* _Directions for this task_: Reproduce the records below exactly; no pictures.

##### Information shown #####

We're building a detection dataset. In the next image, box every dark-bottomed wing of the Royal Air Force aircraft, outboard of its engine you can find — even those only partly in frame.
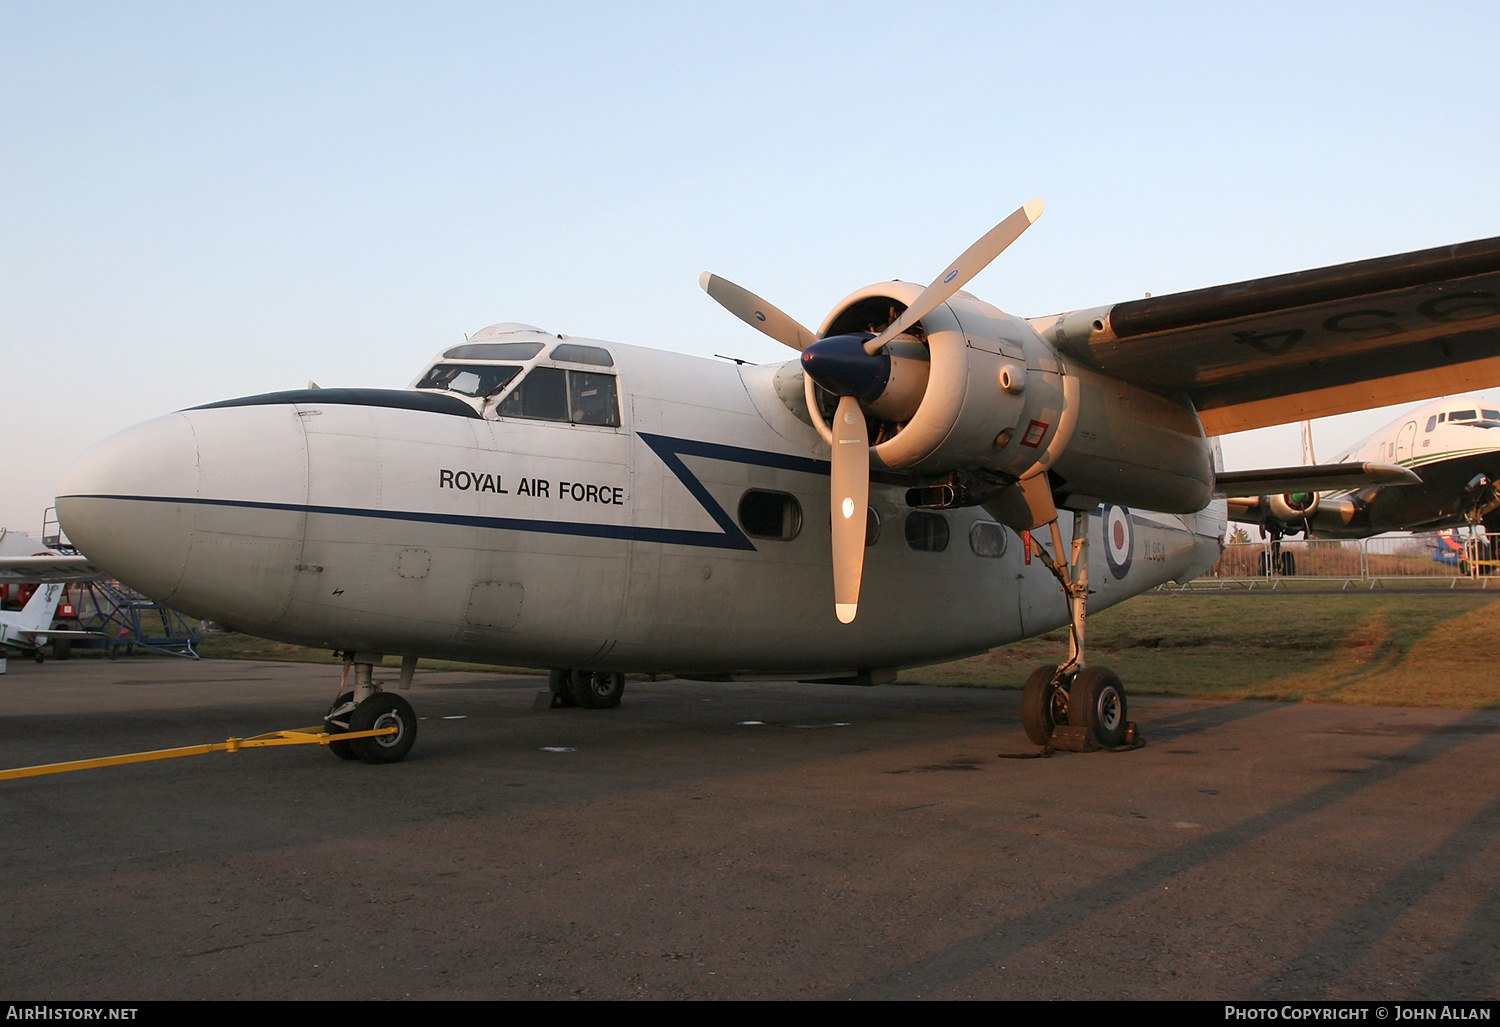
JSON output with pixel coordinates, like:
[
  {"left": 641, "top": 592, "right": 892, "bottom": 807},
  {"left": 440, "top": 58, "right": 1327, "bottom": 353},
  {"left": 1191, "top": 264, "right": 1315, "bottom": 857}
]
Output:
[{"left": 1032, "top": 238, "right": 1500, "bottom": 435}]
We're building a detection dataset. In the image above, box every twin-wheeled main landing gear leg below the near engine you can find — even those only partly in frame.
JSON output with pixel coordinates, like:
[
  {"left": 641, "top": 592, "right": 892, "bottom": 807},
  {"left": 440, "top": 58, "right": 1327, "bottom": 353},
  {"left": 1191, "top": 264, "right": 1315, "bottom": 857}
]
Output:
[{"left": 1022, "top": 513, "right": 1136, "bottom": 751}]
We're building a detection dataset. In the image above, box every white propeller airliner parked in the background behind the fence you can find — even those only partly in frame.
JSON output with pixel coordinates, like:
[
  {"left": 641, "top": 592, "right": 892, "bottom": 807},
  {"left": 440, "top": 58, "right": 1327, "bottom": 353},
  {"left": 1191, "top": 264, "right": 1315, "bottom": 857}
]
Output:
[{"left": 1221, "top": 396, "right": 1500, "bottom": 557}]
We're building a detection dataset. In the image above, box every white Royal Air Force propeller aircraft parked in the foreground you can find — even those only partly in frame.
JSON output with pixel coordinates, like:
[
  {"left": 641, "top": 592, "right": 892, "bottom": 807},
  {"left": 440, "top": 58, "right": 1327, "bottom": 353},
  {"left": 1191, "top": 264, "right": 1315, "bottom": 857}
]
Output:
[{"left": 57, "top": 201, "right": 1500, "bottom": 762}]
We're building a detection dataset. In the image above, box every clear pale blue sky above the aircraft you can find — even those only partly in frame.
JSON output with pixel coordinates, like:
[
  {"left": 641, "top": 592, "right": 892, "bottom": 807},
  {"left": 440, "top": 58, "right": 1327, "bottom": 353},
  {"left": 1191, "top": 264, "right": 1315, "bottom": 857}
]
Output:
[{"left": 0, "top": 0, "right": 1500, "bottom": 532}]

#####

* _Expected answer_:
We're building a detection dataset. In the next image, box every dark-bottomed wing of the Royal Air Force aircraft, outboard of its engine you can find — even those only partly in frame.
JSON output with pixel coordinates, like:
[
  {"left": 641, "top": 592, "right": 892, "bottom": 807},
  {"left": 440, "top": 58, "right": 1327, "bottom": 353},
  {"left": 1191, "top": 264, "right": 1315, "bottom": 857}
]
Output:
[{"left": 1032, "top": 238, "right": 1500, "bottom": 435}]
We're building a detection dataset. In the image above, box every twin-wheeled main landing gear leg below the near engine you can find — even those only partly in frame.
JSON output with pixel coordinates, like:
[
  {"left": 641, "top": 592, "right": 892, "bottom": 807},
  {"left": 440, "top": 58, "right": 1327, "bottom": 353},
  {"left": 1191, "top": 264, "right": 1315, "bottom": 857}
]
Output:
[{"left": 1022, "top": 513, "right": 1136, "bottom": 751}]
We're building a detection dataset. In the image above, box every white propeller airliner parked in the background behind the fence you can find — even those only partly in frame.
JSON output with pixel coordinates, like:
[
  {"left": 641, "top": 592, "right": 892, "bottom": 807},
  {"left": 440, "top": 58, "right": 1327, "bottom": 353},
  {"left": 1191, "top": 264, "right": 1315, "bottom": 857}
]
Output:
[{"left": 1221, "top": 396, "right": 1500, "bottom": 557}]
We're building a detection dataset. In the image above, box every white Royal Air Force propeller aircraft parked in the foreground you can find — even those only partly in frame.
JSON output with pixel coordinates, like:
[
  {"left": 641, "top": 592, "right": 892, "bottom": 807},
  {"left": 440, "top": 58, "right": 1327, "bottom": 353},
  {"left": 1191, "top": 264, "right": 1315, "bottom": 857}
]
Output:
[{"left": 57, "top": 201, "right": 1500, "bottom": 762}]
We're building a detection dataset. In the image above, box every clear pale blue sky above the aircraft you can find — even those only partly in frame.
JSON output with pixel coordinates, like:
[
  {"left": 641, "top": 592, "right": 892, "bottom": 807},
  {"left": 440, "top": 58, "right": 1327, "bottom": 353},
  {"left": 1191, "top": 264, "right": 1315, "bottom": 857}
]
Output:
[{"left": 0, "top": 0, "right": 1500, "bottom": 532}]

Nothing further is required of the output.